• **Aim**
Reproduce the following material line for line, changing nothing.

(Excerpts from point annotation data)
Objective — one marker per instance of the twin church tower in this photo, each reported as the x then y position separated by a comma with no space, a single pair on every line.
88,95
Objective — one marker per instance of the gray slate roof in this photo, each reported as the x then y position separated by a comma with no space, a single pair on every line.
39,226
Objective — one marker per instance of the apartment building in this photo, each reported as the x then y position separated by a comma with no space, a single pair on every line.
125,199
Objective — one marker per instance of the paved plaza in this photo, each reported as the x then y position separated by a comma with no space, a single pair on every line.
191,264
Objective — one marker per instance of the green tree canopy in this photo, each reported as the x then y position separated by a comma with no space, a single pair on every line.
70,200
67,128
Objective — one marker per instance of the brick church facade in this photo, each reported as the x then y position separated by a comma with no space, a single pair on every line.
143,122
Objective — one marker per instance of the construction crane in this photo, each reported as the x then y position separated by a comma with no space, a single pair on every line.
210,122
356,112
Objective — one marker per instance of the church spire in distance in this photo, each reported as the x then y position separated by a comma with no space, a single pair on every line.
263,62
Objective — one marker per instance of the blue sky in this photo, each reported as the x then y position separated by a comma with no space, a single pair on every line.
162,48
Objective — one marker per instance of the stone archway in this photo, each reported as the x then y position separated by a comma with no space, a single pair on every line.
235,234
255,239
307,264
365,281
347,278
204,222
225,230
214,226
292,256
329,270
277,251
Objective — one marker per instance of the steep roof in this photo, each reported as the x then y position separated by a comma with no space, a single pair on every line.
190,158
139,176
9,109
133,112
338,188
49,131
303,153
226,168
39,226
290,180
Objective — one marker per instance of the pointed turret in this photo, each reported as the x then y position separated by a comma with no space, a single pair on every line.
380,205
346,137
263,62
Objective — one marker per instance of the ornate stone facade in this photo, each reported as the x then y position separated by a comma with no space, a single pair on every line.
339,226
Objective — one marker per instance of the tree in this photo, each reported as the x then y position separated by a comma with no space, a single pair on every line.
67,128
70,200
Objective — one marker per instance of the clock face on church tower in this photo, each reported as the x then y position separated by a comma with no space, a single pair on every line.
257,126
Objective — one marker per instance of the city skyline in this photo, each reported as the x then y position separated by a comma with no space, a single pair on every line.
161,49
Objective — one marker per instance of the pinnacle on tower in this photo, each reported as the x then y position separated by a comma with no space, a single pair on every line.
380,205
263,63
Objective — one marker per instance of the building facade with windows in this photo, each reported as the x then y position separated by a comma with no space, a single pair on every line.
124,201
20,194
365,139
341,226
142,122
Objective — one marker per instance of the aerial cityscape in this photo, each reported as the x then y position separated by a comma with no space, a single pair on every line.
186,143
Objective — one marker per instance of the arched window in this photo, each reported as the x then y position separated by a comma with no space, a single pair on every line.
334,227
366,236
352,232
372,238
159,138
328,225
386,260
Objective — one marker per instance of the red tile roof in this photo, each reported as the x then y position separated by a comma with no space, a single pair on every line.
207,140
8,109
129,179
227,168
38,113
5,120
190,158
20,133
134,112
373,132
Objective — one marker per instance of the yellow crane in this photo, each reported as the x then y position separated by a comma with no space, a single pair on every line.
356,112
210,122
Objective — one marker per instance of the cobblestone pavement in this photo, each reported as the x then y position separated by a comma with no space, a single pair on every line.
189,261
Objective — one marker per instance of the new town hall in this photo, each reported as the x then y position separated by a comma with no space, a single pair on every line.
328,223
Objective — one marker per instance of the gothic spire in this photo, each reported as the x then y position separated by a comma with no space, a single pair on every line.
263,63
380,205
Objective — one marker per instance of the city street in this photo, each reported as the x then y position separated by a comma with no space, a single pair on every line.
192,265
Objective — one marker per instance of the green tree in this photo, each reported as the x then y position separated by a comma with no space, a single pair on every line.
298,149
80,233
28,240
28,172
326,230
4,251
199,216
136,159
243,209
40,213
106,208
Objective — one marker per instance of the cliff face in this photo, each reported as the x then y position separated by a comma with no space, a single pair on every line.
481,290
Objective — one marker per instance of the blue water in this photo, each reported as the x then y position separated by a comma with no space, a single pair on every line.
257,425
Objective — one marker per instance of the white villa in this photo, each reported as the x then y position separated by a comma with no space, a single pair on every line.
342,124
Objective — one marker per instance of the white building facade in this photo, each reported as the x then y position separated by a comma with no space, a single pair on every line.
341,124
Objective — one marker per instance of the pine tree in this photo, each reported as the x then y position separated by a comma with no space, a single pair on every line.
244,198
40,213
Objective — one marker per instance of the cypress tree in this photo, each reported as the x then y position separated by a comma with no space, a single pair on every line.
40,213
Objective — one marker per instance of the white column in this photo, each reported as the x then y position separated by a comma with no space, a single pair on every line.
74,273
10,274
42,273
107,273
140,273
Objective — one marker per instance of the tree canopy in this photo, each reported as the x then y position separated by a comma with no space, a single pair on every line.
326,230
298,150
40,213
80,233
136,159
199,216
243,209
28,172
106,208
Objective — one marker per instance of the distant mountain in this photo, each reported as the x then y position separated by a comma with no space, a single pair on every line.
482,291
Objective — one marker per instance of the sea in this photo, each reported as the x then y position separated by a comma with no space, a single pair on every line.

• **Final result**
Objective — one marker per instance of the twin church tower in this photo, each reported as the x then y position separated by a comma with no space, a single pair on every line.
88,95
Objective — one marker per instance of the gray slate roof in this photo, each reported as the x then y position separated by a comma with no space, a single pair on every line.
39,226
Objective — one marker per instance of the apartment building in this photo, each reported as the x then y position separated by a comma with no space, a single pair on every line.
125,199
Objective — one marker per instance of the paved plaza in this photo, each reported as the x then y position separated by a comma with no space, a single pair on every line.
191,264
Objective — one marker per instance of the green tree canopy in this photo, each reported as the x then y position separated by a comma with no space, a single pair on every line.
70,200
67,128
Objective — one marker per instance of the brick church facade in this photo, each reported as the x then y position separated by a comma with no space, a single pair on every line.
143,122
Objective — one marker per instance of the construction crane in this photo, each reported as the x then y position separated by a comma with no space, a single pair on every line.
210,122
356,112
Objective — one marker per instance of the church spire in distance in this photo, each reported as the x then y position separated by a comma with no space, a single pair on every line.
263,62
Objective — one marker per instance of the blue sky in this photo, each reported as the x then y position separated by a comma with no space, a single pair on every line.
162,48
Objective — one marker per instance of the stone archway in this photo, each reported as the x then y position separated by a comma with no space, a single pair on every line.
235,234
255,239
307,264
365,281
347,278
204,222
225,230
214,226
292,256
329,270
277,251
Objective — one marker per instance of the steep roof in this photo, each reported as the x then y position separated by a comma with no space, a single pair on every line.
190,158
139,176
9,109
133,112
338,188
49,131
303,153
226,168
39,226
290,180
Objective — one marker per instance of the pointed turret in this photo, each reported as the x then y position separated by a comma with no space, a single pair on every line.
380,205
346,137
263,62
Objective — one marker per instance of the ornate stone facade in this photo, each reported as the x then y position separated by a comma with no space, a single pair on every line.
339,226
Objective — one marker per instance of the tree in this photo, each reported as the x then y position separated by a comma with no space, a single pair on every line.
67,128
70,200
Objective — one marker per instance of the clock face on church tower in this photo, each reported as the x then y position separated by a comma with no space, a single pair on every line.
257,126
Objective — one marker per instance of the city skyline in this photo, each reported as the x then y position separated by a comma with no space, a single pair on every line.
161,49
Objective — one marker per instance of the pinnacle on tower in this photo, each reported as the x then y position separated by a comma with no space, a single pair on every line.
380,205
263,63
Objective — one marker per instance of the building facade with windows in this photo, each reported as the x then y position separated by a comma with no space, a single pair on every line.
124,201
20,194
365,139
341,226
142,122
Objective — one marker per instance of the aerial cityscape in this photo, each reported as the x then y position separated by a comma with no space, a single pair on every line.
186,143
Objective — one marker per instance of the arched window in this photo, each reported as the x then y position separated by a comma with no space, a single pair on every line.
334,227
366,236
352,232
372,238
159,138
328,225
386,260
Objective — one marker per instance of the red tile roof in this photo, each reported as the x then y position separated by a comma with no space, a single pair on every line.
207,140
8,109
129,179
227,168
38,113
5,120
190,158
20,133
134,112
373,132
Objective — one marker per instance of the yellow crane in this photo, each reported as the x then y position separated by a comma with no space, a single pair on every line.
356,112
210,122
Objective — one marker per instance of the cobblestone pavement in this photo, each reported as the x then y position separated by a comma with no space, a single pair on every line.
189,261
Objective — one marker per instance of the new town hall in this photo, each reported as the x then y position separated by a comma with no space, a single pair on every line.
328,223
Objective — one marker per instance of the gothic spire in this photo, each reported as the x then y position separated by a comma with no space, a single pair on every line.
263,63
380,205
Objective — one marker per instance of the city street in this photo, each reported as the x then y position separated by a comma with no space, a single pair on every line.
192,265
Objective — one marker per instance of the green tree in this photo, each reported as the x then y position separated by a comma with no space, a single pair on every line.
298,149
80,233
28,240
28,172
326,230
4,251
199,216
136,159
243,209
40,213
106,208
Objective — one marker per instance of the cliff face in this photo, each reported as the x then y position separated by a comma with no space, a single pair on every line.
481,290
Objective — one marker per instance of the blue water in this photo, each reported as the x then y position separated by a comma with no space, a single pair on every line.
257,425
Objective — one marker per instance of the white villa in this photo, each reported as the x then y position separated by a comma with no space, a single pair on every line.
342,124
Objective — one marker per instance of the white building facade in this photo, each reported as the x then y position separated by a comma with no space, a single pair on every line.
341,124
Objective — one marker per instance of the pine tree in this photo, each reported as the x then y position separated by a comma with no space, a single pair on every line.
244,198
40,213
Objective — one marker per instance of the cypress tree in this photo, each reported as the x then y position separated by a comma with no space, a single pair on every line.
40,213
Objective — one marker per instance of the white column in this photo, each reported as the x then y position separated by a comma with no space, a single pair on every line.
74,273
10,274
42,273
107,273
140,273
Objective — one marker per instance of the tree canopy in this photo, each reported as the x then y position separated by a comma with no space, a single pair on every line.
326,230
298,150
40,213
80,233
136,159
199,216
243,209
28,172
106,208
Objective — one marker per instance of the distant mountain in this photo, each reported as the x then y position separated by a comma with no space, a single pair on every line.
482,291
Objective — one marker per instance of the sea in this photo, each reported as the x then y position separated by a comma with no space, a single pair on every line.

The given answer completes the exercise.